Task. Recast every line of the records below as a Markdown table with two columns, "Row" for the row number and "Record text" for the line itself. Skip any blank lines.
============
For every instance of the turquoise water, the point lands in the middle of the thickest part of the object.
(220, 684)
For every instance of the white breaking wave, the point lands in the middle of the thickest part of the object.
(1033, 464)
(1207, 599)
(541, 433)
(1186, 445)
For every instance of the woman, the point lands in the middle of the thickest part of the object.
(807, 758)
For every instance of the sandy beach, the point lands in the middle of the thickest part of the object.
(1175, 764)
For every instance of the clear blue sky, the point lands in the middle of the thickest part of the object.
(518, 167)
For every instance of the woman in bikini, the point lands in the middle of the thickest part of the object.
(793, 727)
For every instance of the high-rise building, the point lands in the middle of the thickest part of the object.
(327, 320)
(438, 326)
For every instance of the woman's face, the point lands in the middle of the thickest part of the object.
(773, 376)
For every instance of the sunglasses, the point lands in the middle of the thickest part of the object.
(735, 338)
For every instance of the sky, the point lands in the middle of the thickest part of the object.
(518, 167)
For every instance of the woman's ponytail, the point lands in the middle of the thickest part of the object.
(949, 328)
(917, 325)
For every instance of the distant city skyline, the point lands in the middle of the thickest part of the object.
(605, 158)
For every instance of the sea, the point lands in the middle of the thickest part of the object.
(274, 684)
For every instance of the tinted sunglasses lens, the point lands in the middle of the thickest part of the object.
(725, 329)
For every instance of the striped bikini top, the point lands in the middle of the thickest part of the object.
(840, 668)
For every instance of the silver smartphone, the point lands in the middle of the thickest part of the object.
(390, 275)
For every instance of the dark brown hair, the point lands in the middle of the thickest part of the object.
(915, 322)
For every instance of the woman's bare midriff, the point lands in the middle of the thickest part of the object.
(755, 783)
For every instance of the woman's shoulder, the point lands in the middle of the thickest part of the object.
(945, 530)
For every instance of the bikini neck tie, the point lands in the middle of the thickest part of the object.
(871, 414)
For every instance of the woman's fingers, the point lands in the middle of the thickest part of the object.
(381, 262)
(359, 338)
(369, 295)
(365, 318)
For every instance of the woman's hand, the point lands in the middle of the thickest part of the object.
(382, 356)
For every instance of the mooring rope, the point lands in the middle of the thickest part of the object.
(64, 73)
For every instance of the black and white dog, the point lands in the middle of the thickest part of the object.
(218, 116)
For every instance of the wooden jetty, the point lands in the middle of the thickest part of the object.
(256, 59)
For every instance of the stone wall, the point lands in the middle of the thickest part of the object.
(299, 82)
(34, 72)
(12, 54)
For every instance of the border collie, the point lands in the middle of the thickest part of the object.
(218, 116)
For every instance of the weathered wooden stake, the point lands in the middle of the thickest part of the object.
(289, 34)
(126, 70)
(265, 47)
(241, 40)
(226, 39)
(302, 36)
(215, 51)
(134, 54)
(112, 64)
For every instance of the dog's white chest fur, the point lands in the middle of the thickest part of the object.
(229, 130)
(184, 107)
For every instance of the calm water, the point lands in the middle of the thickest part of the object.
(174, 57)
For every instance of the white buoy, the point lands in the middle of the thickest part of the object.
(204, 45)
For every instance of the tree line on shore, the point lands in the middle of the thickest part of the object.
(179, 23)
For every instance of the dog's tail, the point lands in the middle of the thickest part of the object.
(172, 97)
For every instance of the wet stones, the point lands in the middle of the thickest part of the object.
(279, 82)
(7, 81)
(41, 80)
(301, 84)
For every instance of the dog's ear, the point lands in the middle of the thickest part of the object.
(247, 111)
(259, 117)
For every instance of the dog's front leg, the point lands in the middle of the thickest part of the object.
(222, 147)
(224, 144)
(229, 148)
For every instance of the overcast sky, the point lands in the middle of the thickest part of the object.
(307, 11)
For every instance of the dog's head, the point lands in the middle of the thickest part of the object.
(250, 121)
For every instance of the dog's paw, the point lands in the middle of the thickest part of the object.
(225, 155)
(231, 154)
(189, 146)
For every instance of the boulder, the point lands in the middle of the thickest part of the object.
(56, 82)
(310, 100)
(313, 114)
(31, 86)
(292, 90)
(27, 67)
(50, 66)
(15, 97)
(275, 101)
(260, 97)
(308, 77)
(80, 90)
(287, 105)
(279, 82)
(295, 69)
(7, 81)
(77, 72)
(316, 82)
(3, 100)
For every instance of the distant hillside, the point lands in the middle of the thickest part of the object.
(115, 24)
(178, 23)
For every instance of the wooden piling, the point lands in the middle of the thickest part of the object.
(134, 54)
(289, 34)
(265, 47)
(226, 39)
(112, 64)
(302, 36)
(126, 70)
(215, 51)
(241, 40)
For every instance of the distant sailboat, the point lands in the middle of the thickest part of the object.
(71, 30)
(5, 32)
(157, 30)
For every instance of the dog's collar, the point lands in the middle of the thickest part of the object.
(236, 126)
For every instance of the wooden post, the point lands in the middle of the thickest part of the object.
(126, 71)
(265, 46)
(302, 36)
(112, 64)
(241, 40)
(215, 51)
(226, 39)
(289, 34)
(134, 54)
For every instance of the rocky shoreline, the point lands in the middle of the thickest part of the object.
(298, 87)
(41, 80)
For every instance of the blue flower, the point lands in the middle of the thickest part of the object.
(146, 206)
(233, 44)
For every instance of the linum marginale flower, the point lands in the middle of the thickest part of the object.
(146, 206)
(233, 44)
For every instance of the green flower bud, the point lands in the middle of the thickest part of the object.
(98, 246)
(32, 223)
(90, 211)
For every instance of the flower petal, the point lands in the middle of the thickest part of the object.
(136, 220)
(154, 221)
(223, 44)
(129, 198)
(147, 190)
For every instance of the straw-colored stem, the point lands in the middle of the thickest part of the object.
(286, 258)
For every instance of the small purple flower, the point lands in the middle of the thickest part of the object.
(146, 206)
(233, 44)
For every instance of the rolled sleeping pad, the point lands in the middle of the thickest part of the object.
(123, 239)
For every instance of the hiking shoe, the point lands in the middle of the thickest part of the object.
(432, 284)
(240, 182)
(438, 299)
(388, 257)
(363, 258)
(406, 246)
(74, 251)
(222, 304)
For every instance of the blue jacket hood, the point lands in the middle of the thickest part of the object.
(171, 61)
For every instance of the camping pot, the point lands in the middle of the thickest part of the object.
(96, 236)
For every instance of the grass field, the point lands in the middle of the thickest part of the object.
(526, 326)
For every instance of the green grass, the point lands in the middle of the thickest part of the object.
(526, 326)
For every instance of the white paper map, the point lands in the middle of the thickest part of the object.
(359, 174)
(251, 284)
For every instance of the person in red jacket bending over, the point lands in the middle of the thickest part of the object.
============
Completed task.
| Row | Record text |
|---|---|
| 1 | For every instance of the turquoise water, the point lands in the middle of the thickest part of the object. |
| 2 | (220, 684) |
| 3 | For every instance of the white breaking wave, the point lands in the middle of the thickest part of the object. |
| 4 | (1033, 464) |
| 5 | (1207, 599) |
| 6 | (541, 433) |
| 7 | (1186, 445) |
| 8 | For every instance of the woman, the point lands in the middle of the thickest part of the object. |
| 9 | (807, 758) |
| 10 | For every instance of the sandy beach, the point lands in the middle of the thickest part of the object. |
| 11 | (1175, 764) |
| 12 | For every instance of the clear blue sky, the point lands in the middle of the thickest part of the object. |
| 13 | (518, 167) |
| 14 | For every instance of the woman in bikini, the point lands in the middle of the thickest part of the object. |
| 15 | (793, 727) |
| 16 | For every instance of the high-rise building, the point lands in the middle of the thickest part of the object. |
| 17 | (327, 320) |
| 18 | (438, 326) |
| 19 | For every instance of the woman's face, the point lands in the middle of the thickest part of the object. |
| 20 | (773, 376) |
| 21 | For every instance of the sunglasses, the point lands in the middle of the thickest part of the object. |
| 22 | (735, 338) |
| 23 | For every instance of the sky, the point lands in the middle of the thickest part of the object. |
| 24 | (518, 167) |
| 25 | For every instance of the woman's ponytail, the point lands in the middle of the thickest part of the object. |
| 26 | (949, 328) |
| 27 | (917, 325) |
| 28 | For every instance of the distant city skyline, the point lands in the middle of the thickest part of the object. |
| 29 | (605, 158) |
| 30 | For every instance of the sea, the point lands in the middle of the thickest part of the object. |
| 31 | (274, 684) |
| 32 | For every instance of the tinted sunglasses lens, the point lands in the middle of the thickest part of the object. |
| 33 | (725, 329) |
| 34 | For every instance of the striped bikini top, the point lands in the middle of the thickest part of the object. |
| 35 | (840, 668) |
| 36 | For every instance of the silver smartphone, the point lands in the middle of the thickest part of the object. |
| 37 | (390, 275) |
| 38 | For every instance of the dark brown hair, the point lands in the middle of the thickest part of the object. |
| 39 | (915, 322) |
| 40 | For every instance of the woman's bare midriff, the point lands in the middle of the thickest part of the object. |
| 41 | (755, 783) |
| 42 | For every instance of the woman's shoulder, the point lands in the middle of the thickest part of the object. |
| 43 | (945, 530) |
| 44 | For every instance of the bikini neck tie, the point lands in the middle of the thickest part of the object. |
| 45 | (871, 414) |
| 46 | For every instance of the woman's fingers, the point lands in the middle of the thickest part of the object. |
| 47 | (381, 262) |
| 48 | (359, 338) |
| 49 | (369, 295) |
| 50 | (365, 318) |
| 51 | For every instance of the woman's hand, the point lands in the middle of the thickest part of the object. |
| 52 | (382, 356) |
| 53 | For every instance of the mooring rope, the point lands in the middle of the thickest part of the object. |
| 54 | (64, 73) |
| 55 | For every instance of the black and white dog, the point lands in the middle of the thickest part of the object. |
| 56 | (218, 116) |
| 57 | For every instance of the wooden jetty, the point lands in the middle of the thickest part of the object. |
| 58 | (256, 59) |
| 59 | For every instance of the stone wall, the point lands in the middle of the thickest part of the object. |
| 60 | (299, 82) |
| 61 | (34, 72) |
| 62 | (12, 54) |
| 63 | For every instance of the border collie, the point lands in the middle of the thickest part of the object. |
| 64 | (218, 116) |
| 65 | For every instance of the weathered wooden stake, the point lands in the middle of the thickest part of the object. |
| 66 | (289, 34) |
| 67 | (126, 70) |
| 68 | (265, 47) |
| 69 | (241, 40) |
| 70 | (226, 39) |
| 71 | (302, 36) |
| 72 | (215, 51) |
| 73 | (134, 54) |
| 74 | (112, 64) |
| 75 | For every instance of the dog's white chest fur, the point lands in the middle of the thickest part of the object. |
| 76 | (229, 130) |
| 77 | (184, 107) |
| 78 | For every instance of the calm water, the point lands in the middle of the thickest part of the object. |
| 79 | (174, 57) |
| 80 | For every instance of the white buoy, the point lands in the middle of the thickest part of the object. |
| 81 | (204, 45) |
| 82 | For every instance of the tree line on shore, the point lands in the middle of the thickest part of the object. |
| 83 | (179, 23) |
| 84 | For every instance of the dog's tail, the point lands in the middle of the thickest part of the object. |
| 85 | (172, 97) |
| 86 | For every instance of the wet stones, the point lands in the middle of the thickest part of the object. |
| 87 | (279, 82) |
| 88 | (7, 81) |
| 89 | (41, 80) |
| 90 | (301, 84) |
| 91 | For every instance of the dog's ear, the point lands in the middle of the thickest part of the object. |
| 92 | (247, 111) |
| 93 | (259, 117) |
| 94 | For every instance of the dog's front leg, the point lands in the middle of the thickest part of the object. |
| 95 | (222, 147) |
| 96 | (224, 144) |
| 97 | (229, 148) |
| 98 | For every instance of the overcast sky, the point lands in the middle of the thickest part of the object. |
| 99 | (307, 11) |
| 100 | For every instance of the dog's head, the point lands in the middle of the thickest part of the object. |
| 101 | (250, 121) |
| 102 | For every instance of the dog's paw, the point lands in the middle of the thickest part of the object. |
| 103 | (225, 155) |
| 104 | (231, 154) |
| 105 | (189, 146) |
| 106 | For every instance of the boulder, the point lands in the middle of the thickest part of the object. |
| 107 | (56, 82) |
| 108 | (310, 100) |
| 109 | (313, 114) |
| 110 | (31, 86) |
| 111 | (292, 90) |
| 112 | (27, 67) |
| 113 | (50, 66) |
| 114 | (15, 97) |
| 115 | (275, 101) |
| 116 | (260, 97) |
| 117 | (308, 77) |
| 118 | (80, 90) |
| 119 | (287, 105) |
| 120 | (279, 82) |
| 121 | (295, 69) |
| 122 | (7, 81) |
| 123 | (77, 72) |
| 124 | (316, 82) |
| 125 | (3, 100) |
| 126 | For every instance of the distant hillside, the point lands in the middle of the thickest part of the object. |
| 127 | (115, 24) |
| 128 | (178, 23) |
| 129 | For every instance of the wooden piling, the point lands in the middle of the thickest part of the object. |
| 130 | (134, 54) |
| 131 | (289, 34) |
| 132 | (265, 47) |
| 133 | (226, 39) |
| 134 | (112, 64) |
| 135 | (302, 36) |
| 136 | (126, 70) |
| 137 | (215, 51) |
| 138 | (241, 40) |
| 139 | For every instance of the distant sailboat, the point lands in the middle of the thickest part of the object. |
| 140 | (71, 30) |
| 141 | (5, 32) |
| 142 | (157, 30) |
| 143 | For every instance of the dog's collar, the point lands in the middle of the thickest part of the object. |
| 144 | (236, 126) |
| 145 | For every instance of the wooden post, the point lands in the middle of the thickest part of the object. |
| 146 | (126, 71) |
| 147 | (265, 46) |
| 148 | (302, 36) |
| 149 | (112, 64) |
| 150 | (241, 40) |
| 151 | (215, 51) |
| 152 | (226, 39) |
| 153 | (289, 34) |
| 154 | (134, 54) |
| 155 | For every instance of the rocky shoreline, the point lands in the middle of the thickest part of the object. |
| 156 | (298, 87) |
| 157 | (41, 80) |
| 158 | For every instance of the blue flower, the point lands in the middle of the thickest part of the object. |
| 159 | (146, 206) |
| 160 | (233, 44) |
| 161 | For every instance of the linum marginale flower, the point lands in the middle of the thickest part of the object. |
| 162 | (146, 206) |
| 163 | (233, 44) |
| 164 | For every instance of the green flower bud, the point lands in the middle of the thickest part of the object. |
| 165 | (98, 246) |
| 166 | (32, 223) |
| 167 | (90, 211) |
| 168 | For every instance of the flower petal, the point lands in the middle of the thickest part of the object. |
| 169 | (136, 220) |
| 170 | (154, 221) |
| 171 | (223, 44) |
| 172 | (129, 198) |
| 173 | (147, 190) |
| 174 | For every instance of the straw-colored stem, the point lands in the middle of the thickest part of the object. |
| 175 | (286, 258) |
| 176 | For every instance of the small purple flower, the point lands in the middle of the thickest part of the object. |
| 177 | (146, 206) |
| 178 | (233, 44) |
| 179 | For every instance of the rolled sleeping pad, the point lands in the middle of the thickest part of the object. |
| 180 | (123, 239) |
| 181 | For every instance of the hiking shoe, the point lands in the middle of the thickest part of the object. |
| 182 | (432, 284) |
| 183 | (240, 182) |
| 184 | (438, 299) |
| 185 | (388, 257) |
| 186 | (363, 258) |
| 187 | (406, 246) |
| 188 | (74, 251) |
| 189 | (222, 304) |
| 190 | For every instance of the blue jacket hood, the point lands in the middle of the thickest part of the object. |
| 191 | (171, 61) |
| 192 | For every instance of the camping pot, the point lands in the middle of the thickest part of the object. |
| 193 | (96, 236) |
| 194 | For every instance of the grass field, the point lands in the middle of the thickest part of the object. |
| 195 | (526, 326) |
| 196 | For every instance of the green grass, the point lands in the middle of the thickest part of the object. |
| 197 | (526, 326) |
| 198 | For every instance of the white paper map, the point lands in the middle of the thickest part of the object. |
| 199 | (359, 174) |
| 200 | (251, 284) |
| 201 | For every instance of the person in red jacket bending over, the point lands in the middle of the thickest part of the object. |